[Text provided]:
• • • • • • •
Stratified baselines

In some cases the proportional hazards assumption for different groups (levels of a factor variable) is violated. One approach to resolve this problem is to fit a so called stratified Cox model, where each level \(k=1,\ldots,K\) of factor variable \(z\) will have its own baseline-hazard:

\(\lambda(t|z, x)=\lambda_{0k}(t, z)\exp(x'\beta)\).

For illustration we again use the veteran data (censored at day 400) from the survival package, where the cell type of the lung cancer had four levels:

data("veteran") # load veteran data
## Warning in data("veteran"): data set 'veteran' not found
veteran <- veteran %>%
    trt   = 1*(trt == 2),
    prior = 1*(prior==10)) %>%
  filter(time < 400) # restriction for illustration
##  squamous smallcell     adeno     large 
##        30        48        27        26

Stratified Cox model

Fitting a stratified Cox model using the coxph function from the survival package is simple, including a strata term in the model formula.
• • • • • • •
[Entries shown]:
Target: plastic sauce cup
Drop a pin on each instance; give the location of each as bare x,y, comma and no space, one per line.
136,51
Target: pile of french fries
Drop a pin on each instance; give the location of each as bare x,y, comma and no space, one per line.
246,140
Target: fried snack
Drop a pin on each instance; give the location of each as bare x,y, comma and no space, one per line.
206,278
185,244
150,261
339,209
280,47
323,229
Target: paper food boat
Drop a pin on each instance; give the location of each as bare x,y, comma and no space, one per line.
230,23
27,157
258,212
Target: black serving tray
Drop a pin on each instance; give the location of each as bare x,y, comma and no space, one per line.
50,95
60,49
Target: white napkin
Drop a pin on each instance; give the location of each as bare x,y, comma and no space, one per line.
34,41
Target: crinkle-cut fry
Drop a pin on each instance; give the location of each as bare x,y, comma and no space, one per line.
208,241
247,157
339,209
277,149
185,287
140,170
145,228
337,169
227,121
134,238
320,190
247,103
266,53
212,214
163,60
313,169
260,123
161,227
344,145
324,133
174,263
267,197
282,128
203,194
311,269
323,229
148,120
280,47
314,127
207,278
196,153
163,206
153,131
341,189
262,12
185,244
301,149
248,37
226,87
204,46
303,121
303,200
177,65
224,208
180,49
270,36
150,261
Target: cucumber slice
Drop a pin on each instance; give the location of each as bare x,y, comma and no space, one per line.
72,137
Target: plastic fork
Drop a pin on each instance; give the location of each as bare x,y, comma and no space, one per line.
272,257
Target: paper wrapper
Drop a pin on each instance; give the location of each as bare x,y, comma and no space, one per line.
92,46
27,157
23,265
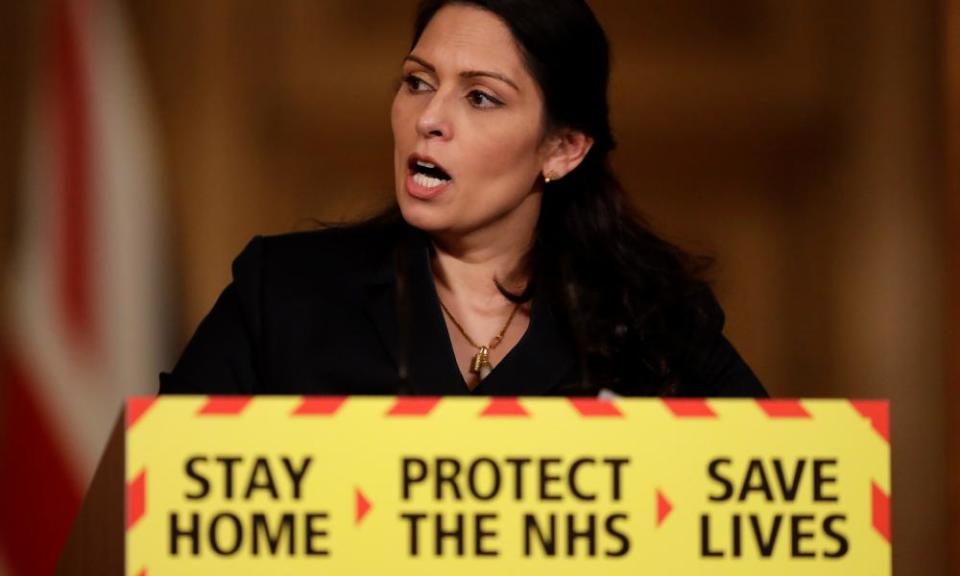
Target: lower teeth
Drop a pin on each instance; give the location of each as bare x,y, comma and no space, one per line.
427,181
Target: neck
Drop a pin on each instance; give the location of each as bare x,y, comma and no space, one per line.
468,267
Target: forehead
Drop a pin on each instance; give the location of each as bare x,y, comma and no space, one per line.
466,37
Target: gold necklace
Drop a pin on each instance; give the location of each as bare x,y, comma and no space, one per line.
480,364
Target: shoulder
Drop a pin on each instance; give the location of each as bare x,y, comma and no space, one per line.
335,255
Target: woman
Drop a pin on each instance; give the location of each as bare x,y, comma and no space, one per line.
509,265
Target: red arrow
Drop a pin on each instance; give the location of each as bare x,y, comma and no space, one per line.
664,507
363,506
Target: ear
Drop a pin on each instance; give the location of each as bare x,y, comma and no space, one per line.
564,152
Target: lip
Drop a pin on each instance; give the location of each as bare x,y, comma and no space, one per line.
418,191
421,192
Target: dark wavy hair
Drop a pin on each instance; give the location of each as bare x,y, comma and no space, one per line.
629,299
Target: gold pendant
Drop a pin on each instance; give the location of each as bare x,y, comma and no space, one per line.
481,362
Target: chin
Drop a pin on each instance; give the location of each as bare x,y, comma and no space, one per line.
421,215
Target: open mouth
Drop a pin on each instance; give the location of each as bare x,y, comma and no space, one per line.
428,174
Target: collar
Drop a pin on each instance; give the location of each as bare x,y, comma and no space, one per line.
402,304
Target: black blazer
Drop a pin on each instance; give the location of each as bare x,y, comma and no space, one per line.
317,313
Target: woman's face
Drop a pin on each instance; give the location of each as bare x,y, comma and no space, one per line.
468,127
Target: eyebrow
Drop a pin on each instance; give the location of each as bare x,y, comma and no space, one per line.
466,73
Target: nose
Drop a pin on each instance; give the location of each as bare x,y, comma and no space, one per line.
434,121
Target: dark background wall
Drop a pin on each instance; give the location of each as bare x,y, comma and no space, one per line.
801,143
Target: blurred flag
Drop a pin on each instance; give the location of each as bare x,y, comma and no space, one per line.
85,295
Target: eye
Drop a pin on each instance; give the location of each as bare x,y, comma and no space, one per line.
480,99
415,84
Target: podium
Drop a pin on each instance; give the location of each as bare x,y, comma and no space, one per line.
430,486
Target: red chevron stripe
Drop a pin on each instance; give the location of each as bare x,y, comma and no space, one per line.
137,406
320,406
689,407
783,408
136,499
413,405
881,511
878,412
594,407
225,405
504,406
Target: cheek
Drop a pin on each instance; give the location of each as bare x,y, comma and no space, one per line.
510,151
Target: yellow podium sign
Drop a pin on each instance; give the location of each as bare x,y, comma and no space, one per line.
431,486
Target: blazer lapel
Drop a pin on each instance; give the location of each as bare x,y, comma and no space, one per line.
404,310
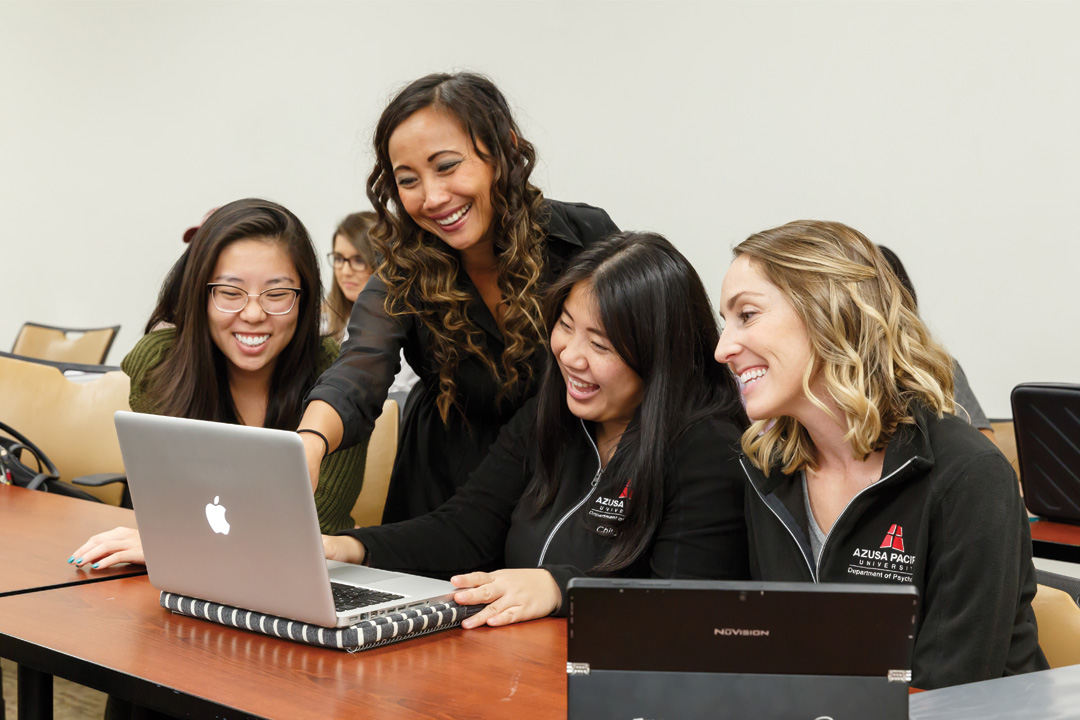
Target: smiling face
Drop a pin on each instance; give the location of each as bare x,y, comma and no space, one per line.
350,281
764,342
443,182
252,340
599,385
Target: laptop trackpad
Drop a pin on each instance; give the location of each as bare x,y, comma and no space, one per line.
358,574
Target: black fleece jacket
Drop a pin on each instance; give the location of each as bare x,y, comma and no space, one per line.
701,533
947,517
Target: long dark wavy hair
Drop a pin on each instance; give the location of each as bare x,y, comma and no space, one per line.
421,272
191,381
658,317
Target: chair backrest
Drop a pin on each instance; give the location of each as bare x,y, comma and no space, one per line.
1058,619
70,421
62,344
381,450
1047,418
1006,437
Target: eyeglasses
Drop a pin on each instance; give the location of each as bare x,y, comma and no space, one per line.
356,262
232,299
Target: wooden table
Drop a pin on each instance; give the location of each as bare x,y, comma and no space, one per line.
38,533
1047,695
1055,541
116,637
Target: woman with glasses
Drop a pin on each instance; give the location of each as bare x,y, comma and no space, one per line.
244,350
467,244
352,260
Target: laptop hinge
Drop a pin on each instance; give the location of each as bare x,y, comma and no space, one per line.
900,676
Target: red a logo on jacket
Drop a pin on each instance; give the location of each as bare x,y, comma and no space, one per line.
894,539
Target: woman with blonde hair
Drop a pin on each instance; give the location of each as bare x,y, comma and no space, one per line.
858,469
467,245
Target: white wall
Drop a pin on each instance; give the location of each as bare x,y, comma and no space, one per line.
948,131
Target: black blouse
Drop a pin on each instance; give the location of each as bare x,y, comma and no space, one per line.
435,458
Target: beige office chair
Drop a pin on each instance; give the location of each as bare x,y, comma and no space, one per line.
381,450
89,347
70,421
1058,617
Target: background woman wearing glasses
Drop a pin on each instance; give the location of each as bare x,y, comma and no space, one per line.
352,260
245,349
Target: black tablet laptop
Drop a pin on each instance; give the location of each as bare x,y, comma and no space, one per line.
660,650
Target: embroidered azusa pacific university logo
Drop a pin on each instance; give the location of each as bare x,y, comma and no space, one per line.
889,561
894,538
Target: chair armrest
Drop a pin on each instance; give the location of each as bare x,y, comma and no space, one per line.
98,479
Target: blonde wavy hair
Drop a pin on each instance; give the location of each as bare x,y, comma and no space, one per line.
875,356
421,271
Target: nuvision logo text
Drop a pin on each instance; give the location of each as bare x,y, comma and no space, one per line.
740,632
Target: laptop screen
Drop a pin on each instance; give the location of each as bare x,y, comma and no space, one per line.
743,627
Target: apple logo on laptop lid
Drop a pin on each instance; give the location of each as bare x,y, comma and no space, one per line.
215,515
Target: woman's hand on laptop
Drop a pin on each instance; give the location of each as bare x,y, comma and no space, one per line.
511,596
343,548
108,548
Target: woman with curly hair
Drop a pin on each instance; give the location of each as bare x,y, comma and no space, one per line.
625,463
859,470
467,244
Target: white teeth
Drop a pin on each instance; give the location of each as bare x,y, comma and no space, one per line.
252,340
753,375
450,219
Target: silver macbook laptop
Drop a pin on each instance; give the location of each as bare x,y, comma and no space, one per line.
226,514
710,649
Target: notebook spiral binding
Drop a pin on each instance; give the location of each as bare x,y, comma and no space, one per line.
375,633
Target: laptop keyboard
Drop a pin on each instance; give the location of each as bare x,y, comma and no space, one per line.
350,597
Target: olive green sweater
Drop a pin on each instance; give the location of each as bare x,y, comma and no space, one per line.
341,474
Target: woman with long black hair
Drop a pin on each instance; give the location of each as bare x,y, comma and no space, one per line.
467,245
243,348
625,463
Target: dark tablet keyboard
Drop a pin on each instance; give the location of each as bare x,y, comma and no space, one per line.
350,597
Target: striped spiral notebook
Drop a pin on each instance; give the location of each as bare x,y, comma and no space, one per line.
385,629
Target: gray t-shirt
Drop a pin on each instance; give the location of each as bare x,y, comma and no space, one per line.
817,537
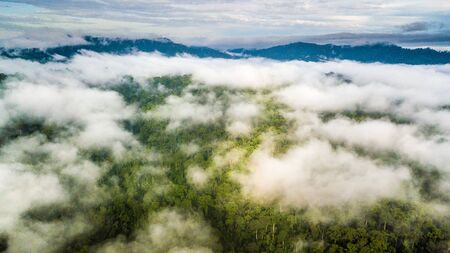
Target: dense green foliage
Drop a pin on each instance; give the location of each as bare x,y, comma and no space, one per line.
135,188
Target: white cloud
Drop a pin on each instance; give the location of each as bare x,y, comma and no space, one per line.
316,175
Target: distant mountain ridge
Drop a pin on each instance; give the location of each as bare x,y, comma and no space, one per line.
112,46
381,52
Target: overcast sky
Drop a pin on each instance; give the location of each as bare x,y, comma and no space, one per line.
223,22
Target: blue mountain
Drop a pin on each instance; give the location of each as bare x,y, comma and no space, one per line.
384,53
381,52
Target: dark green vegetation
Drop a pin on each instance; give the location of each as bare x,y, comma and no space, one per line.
136,188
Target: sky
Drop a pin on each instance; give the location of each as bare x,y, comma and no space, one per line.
220,23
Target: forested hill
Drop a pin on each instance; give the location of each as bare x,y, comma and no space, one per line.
112,46
384,53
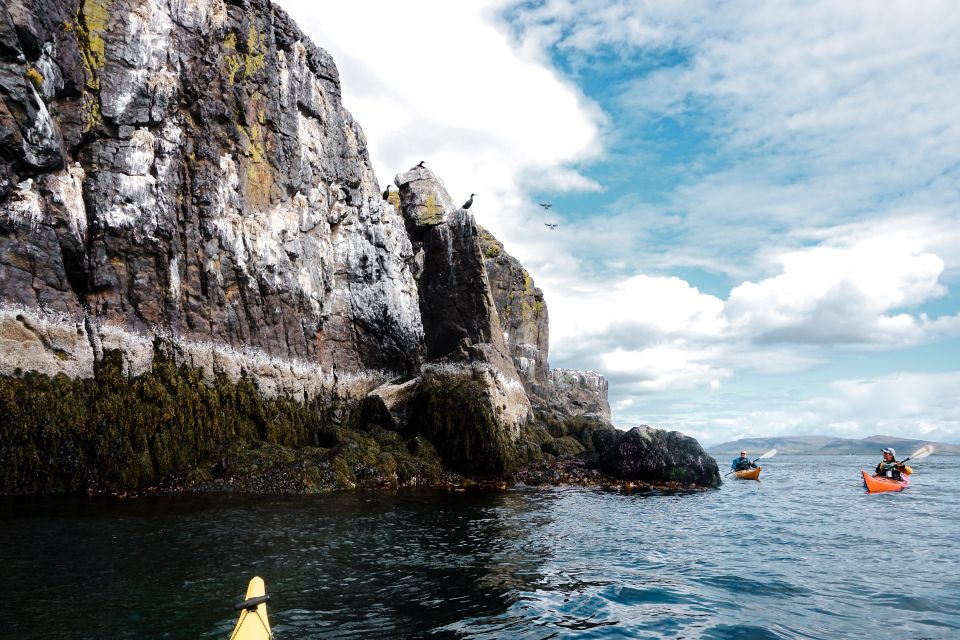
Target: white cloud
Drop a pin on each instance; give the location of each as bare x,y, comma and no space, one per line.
443,82
828,191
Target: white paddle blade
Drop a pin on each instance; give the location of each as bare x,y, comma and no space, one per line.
923,452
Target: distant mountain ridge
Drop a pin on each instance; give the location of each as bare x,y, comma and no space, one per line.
830,445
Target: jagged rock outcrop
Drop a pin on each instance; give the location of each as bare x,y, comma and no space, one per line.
201,285
654,455
574,393
474,406
522,313
188,166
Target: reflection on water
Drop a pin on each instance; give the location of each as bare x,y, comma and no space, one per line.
802,554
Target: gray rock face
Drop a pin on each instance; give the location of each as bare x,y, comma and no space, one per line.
423,199
185,202
523,316
574,393
188,167
522,313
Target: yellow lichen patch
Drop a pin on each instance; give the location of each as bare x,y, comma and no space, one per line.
258,184
252,61
91,23
35,77
255,59
431,212
233,65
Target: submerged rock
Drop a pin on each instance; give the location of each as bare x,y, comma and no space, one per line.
654,455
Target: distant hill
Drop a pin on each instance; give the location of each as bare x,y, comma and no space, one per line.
830,445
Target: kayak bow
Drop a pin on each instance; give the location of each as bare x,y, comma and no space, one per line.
253,623
879,484
749,474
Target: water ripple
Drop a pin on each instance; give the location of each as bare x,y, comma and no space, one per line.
794,556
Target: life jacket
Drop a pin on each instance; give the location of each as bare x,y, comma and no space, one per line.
888,470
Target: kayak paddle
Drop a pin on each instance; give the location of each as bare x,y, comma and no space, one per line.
768,454
920,453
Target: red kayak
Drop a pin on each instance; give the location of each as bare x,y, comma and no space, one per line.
878,484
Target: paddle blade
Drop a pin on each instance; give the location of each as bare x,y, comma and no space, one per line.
923,452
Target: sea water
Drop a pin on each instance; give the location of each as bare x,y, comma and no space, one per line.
804,553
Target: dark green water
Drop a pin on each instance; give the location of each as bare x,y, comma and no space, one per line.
802,554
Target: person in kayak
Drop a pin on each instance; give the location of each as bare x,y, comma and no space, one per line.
890,468
742,463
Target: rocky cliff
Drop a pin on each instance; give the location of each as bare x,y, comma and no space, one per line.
201,285
189,166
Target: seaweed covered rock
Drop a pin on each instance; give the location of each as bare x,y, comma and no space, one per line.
473,415
423,199
654,455
389,404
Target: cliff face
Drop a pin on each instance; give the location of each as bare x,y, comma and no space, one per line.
188,166
523,315
200,282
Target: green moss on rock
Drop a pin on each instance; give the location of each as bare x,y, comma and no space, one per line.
114,432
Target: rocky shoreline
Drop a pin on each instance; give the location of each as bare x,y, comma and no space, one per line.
202,285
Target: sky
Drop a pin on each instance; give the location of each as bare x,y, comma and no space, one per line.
758,204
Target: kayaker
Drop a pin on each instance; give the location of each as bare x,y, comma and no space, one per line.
890,468
742,463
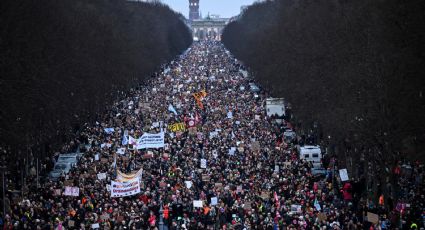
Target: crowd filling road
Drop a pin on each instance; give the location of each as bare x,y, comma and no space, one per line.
228,166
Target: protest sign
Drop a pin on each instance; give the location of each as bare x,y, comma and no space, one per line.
197,204
203,163
229,115
101,176
58,192
68,182
121,151
232,151
218,185
104,216
200,136
213,134
214,200
177,127
265,195
247,205
205,177
295,208
372,217
109,130
149,140
343,174
128,188
122,177
322,216
188,184
71,191
255,146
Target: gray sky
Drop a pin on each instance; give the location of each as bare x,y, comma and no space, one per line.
224,8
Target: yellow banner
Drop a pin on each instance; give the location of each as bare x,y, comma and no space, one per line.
177,127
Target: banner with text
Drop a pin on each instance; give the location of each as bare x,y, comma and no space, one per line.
149,140
122,189
177,127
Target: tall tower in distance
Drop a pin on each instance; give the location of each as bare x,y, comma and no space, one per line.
193,10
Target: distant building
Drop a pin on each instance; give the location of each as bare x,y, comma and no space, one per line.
193,10
210,27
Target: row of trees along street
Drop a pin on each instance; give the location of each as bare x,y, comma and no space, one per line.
355,69
61,62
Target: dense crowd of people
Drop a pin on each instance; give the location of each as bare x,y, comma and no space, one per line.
253,177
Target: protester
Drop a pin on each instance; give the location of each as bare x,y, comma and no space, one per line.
227,168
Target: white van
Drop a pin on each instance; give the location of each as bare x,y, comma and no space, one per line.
311,153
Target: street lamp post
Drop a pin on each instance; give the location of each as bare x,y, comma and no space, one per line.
3,168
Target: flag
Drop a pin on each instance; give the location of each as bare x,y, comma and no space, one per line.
172,109
124,140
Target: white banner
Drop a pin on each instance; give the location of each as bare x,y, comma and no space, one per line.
129,188
149,140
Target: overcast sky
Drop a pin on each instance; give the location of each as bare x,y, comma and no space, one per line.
224,8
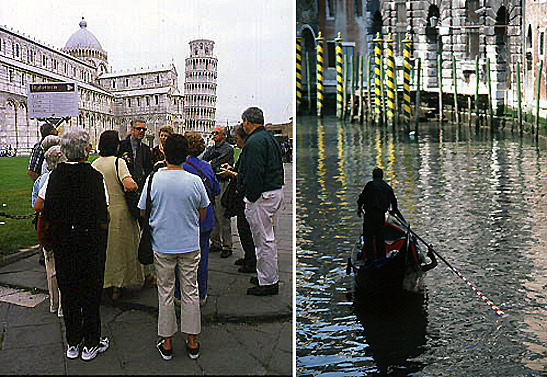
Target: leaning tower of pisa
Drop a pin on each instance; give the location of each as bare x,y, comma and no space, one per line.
200,87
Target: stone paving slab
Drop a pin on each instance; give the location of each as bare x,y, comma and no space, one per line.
241,335
227,288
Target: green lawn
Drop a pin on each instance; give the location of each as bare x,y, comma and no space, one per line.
15,199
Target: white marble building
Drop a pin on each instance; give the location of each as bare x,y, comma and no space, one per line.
200,87
107,100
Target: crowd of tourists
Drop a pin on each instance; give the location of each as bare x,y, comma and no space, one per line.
184,193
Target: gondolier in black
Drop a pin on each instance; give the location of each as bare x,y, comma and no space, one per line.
375,200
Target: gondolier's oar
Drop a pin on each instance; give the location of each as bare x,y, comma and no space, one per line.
484,298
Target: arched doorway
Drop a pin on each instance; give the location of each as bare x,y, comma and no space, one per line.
503,79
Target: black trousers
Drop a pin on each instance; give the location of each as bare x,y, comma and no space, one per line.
246,238
373,228
79,262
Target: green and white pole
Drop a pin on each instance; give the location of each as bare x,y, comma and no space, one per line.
378,77
390,80
406,82
320,40
339,73
298,71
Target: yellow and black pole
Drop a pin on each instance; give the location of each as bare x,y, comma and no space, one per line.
390,80
378,78
298,71
339,68
406,87
320,40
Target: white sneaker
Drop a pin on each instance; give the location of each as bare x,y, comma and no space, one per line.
89,353
73,352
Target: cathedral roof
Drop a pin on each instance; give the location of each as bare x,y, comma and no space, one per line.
83,38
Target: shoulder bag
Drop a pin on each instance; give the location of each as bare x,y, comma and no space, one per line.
207,181
146,254
131,197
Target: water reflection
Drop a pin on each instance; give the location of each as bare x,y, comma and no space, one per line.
478,196
395,330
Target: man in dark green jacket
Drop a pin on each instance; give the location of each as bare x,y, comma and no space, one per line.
260,179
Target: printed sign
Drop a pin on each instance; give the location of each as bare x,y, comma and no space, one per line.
52,99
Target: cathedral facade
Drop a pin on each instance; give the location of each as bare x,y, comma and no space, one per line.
107,100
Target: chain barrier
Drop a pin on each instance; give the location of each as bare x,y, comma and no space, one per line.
18,217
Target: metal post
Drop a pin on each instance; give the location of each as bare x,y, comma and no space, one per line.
320,40
455,80
512,104
489,83
352,88
383,87
378,79
440,79
477,91
308,79
417,115
298,71
396,97
519,103
390,80
345,88
538,86
360,111
339,68
369,88
406,86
• • • • • • •
[Complete the following]:
[a] Reproduce word for word the stretch of the passage on stratified baselines from "For illustration we" through "the model formula.".
[b] Answer these questions using the passage on stratified baselines:
(i) Which data set is used for illustration, and from which package does it come?
(ii) At what day is that data censored?
(iii) Which function fits a stratified Cox model, and what is added to the model formula to do so?
[c] Summarize the passage on stratified baselines in two sentences.

[Solutions to the tasks]:
[a]
For illustration we again use the veteran data (censored at day 400) from the survival package, where the cell type of the lung cancer had four levels:

data("veteran") # load veteran data
## Warning in data("veteran"): data set 'veteran' not found
veteran <- veteran %>%
    trt   = 1*(trt == 2),
    prior = 1*(prior==10)) %>%
  filter(time < 400) # restriction for illustration
##  squamous smallcell     adeno     large 
##        30        48        27        26

Stratified Cox model

Fitting a stratified Cox model using the coxph function from the survival package is simple, including a strata term in the model formula.

[b]
(i) The veteran data, from the survival package.
(ii) Day 400.
(iii) The coxph function, with a strata term included in the model formula.

[c] When the proportional hazards assumption is violated for different levels of a factor variable, one approach is to fit a stratified Cox model, in which each level of the factor has its own baseline hazard. The passage illustrates this with the veteran data from the survival package, censored at day 400, whose lung cancer cell type has four levels, and notes that the model is fit with the coxph function by including a strata term in the model formula.